### Text segment:
--

Fourth Quarter Financial Summary

  • Revenue of $107.1 million was generated on sale of 86,514 ounces of gold and 107,900 ounces of silver.
  • Total cost of sales was $80.2 million or $927 per ounce of gold sold. Total cash cost was $700 per ounce of gold sold and AISC was $893 per ounce of gold sold. As production increases, total cash costs and AISC per ounce sold are expected to decrease.
  • Earnings from mine operations were $26.9 million.
  • Net loss was $2.7 million or $0.01 per share. Adjusted earnings were $12.7 million or $0.07 per share.
  • Cash and cash equivalents were $56.3 million at December 31, 2017. The Company has working capital of $40.6 million excluding the current portion of long-term debt as at December 31, 2017.
  • Cash generated by operations was $33.4 million.

Annual Financial Summary

  • Revenue of $177.9 million was generated on sale of 141,927 ounces of gold and 127,746 ounces of silver.
  • Total cost of sales was $125.1 million or $881 per ounce of gold sold. Total cash cost was $683 per ounce of gold sold and AISC was $852 per ounce of gold sold.
  • Earnings from mine operations were $52.9 million.
  • Net loss was $16.5 million or $0.09 per share. Adjusted earnings were $17.4 million or $0.10 per share.
  • Cash generated by operations was $73.3 million.

 

Operating Results

 Three months ended December 31,Year ended December 31,
 2017 2016 2017 2016
           
Ore minedt280,671 - 552,205 -
Mining ratetpd3,051 - 3,001 -
         
Ore milledt271,501 - 532,763 -
Head gradeg/t Au8.2 - 9.4 -
Recovery%95.8 - 96.2 -
Mill throughputtpd2,951 - 2,895 -
         
Gold ounces produced(1)oz70,281 - 152,484 -
Silver ounces producedoz96,004 - 179,237  -
         
Gold ounces soldoz86,514 - 141,927 -
Silver ounces soldoz107,900 - 127,746 -
The following abbreviations were used above: t (tonnes), tpd (tonnes per day), g/t (grams per tonne), Au (gold) and oz (ounces).
(1) Gold ounces produced for the year ended December 31, 2017 excludes 8,510 ounces produced in the pre-commercial production period.

Gold and silver production

During the six months ended December 31, 2017, the Brucejack Mine produced 152,484 ounces of gold, which excludes 8,510 ounces of gold from pre-commercial production and 179,237 ounces of silver from low-grade stockpiles, development muck and stope ore. There is no comparable information as the Brucejack Mine achieved commercial production on July 1, 2017.

During the six months ended December 31, 2017, the Company sold 141,927 ounces of gold and 127,746 ounces of silver. As at December 31 2017, there were 7,716 ounces of gold doré and 10,328 ounces of gold in concentrate in finished goods.

--

### Listing:
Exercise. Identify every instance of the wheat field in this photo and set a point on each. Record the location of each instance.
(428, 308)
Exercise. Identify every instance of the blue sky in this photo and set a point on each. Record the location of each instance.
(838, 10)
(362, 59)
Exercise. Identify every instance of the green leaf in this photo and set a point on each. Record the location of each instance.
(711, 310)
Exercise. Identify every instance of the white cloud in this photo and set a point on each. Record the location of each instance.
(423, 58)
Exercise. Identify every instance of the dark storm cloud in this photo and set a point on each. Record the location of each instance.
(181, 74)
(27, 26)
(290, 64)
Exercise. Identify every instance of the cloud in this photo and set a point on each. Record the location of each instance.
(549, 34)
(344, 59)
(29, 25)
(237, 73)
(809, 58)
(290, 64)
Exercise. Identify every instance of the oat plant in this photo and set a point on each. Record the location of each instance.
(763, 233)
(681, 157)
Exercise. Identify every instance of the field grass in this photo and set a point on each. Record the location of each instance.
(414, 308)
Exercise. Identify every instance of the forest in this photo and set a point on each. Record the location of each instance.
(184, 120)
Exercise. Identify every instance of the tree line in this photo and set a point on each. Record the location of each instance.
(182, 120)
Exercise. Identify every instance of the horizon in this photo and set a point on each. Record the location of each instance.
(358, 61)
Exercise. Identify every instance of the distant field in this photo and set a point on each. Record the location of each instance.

--

### Requests:
1 > Return the passage of the Brucejack Mine results text starting at "Fourth Quarter Financial" and ending at "were $26.9 million.".
2 > Continue the Brucejack Mine results text from the point where it stops.

### Expected outputs:
1 >
Fourth Quarter Financial Summary

  • Revenue of $107.1 million was generated on sale of 86,514 ounces of gold and 107,900 ounces of silver.
  • Total cost of sales was $80.2 million or $927 per ounce of gold sold. Total cash cost was $700 per ounce of gold sold and AISC was $893 per ounce of gold sold. As production increases, total cash costs and AISC per ounce sold are expected to decrease.
  • Earnings from mine operations were $26.9 million.

2 >
Processing

During the six months ended December 31, 2017, a total of 532,763 tonnes of ore, equivalent to a throughput rate of 2,895 tonnes per day, was processed.

The mill feed grade was 9.4 grams per tonne gold and recovery was 96.2%. We continue to review the mill process to optimize recoveries.

The main operating units in the mill building are performing as expected.  Planning is underway to replace the concentrate bagging system which caused increased mill downtime and maintenance requirements.

On December 20, 2017, the Company submitted an application to the BC Ministry of Energy, Mines and Petroleum Resources and the BC Ministry of Environment and Climate Change Strategy to increase the Brucejack Mine production rate to 3,800 tonnes per day.  The increase would result in an annual average production rate of 1.387 million tonnes, up from 0.99 million tonnes (a daily average of 3,800 tonnes from 2,700 tonnes). The approval process is expected to take approximately six to twelve months.  Engineering is underway to assess the mill capacity upgrades required to increase the production rate.  Based on preliminary engineering, the capital cost to increase the mill capacity is estimated to be less than US$25 million.  The estimate will be updated when the engineering process is complete. 

Mining

During the six months ended December 31, 2017, 552,205 tonnes of ore were mined, equivalent to a mining rate of 3,001 tonnes per day.

During the fourth quarter, gold production was lower than expected as higher-grade stopes scheduled to be mined in December encountered operational issues (equipment down-time and mining execution), that prevented them from being mined and delivering higher grade ore to the mill.  Both long-hole drills went down and the stopes could not be drilled off in time. Mining also encountered a hang-up when blasting a long-hole slot. These issues, combined with the limited stope inventory (no other high-grade stopes were accessible in the quarter) contributed to the lower than expected gold production.

Pretivm has taken a number of steps to address these operational issues. To improve access and build stope inventory, the rate of underground development has been increased to 700 meters per month for 2018, up from the 420 meters originally contemplated in the Brucejack Feasibility Study.  In addition, a third long-hole drill is now on site to provide back-up and contribute to the build-up of stope inventory.

During the third and fourth quarter of 2017, two sills were established to open up two mining horizons for 2018, the 1200-meter Level to the 1320-meter Level and the 1320-meter Level to the 1440-meter Level. With the continued extension of the mining levels to the east and west within the two mining horizons and the increase in rate of development, stope inventory is expected to increase to 10 to 12 stopes with a range of grades by mid-year 2018.  The availability of stopes representing a range of grades, including multiple higher grade stopes, will allow mining operations to optimize stope blending and provide alternative stopes with comparable grades for mining if required. The increased stope inventory is expected to improve the management of production grades as the ramp-up continues.

Operational Grade Control

The grade control program, designed to refine stope dimensions, reduce dilution and optimize grade, is underway. The program comprises sampling and drilling, and is currently being integrated into the mining process.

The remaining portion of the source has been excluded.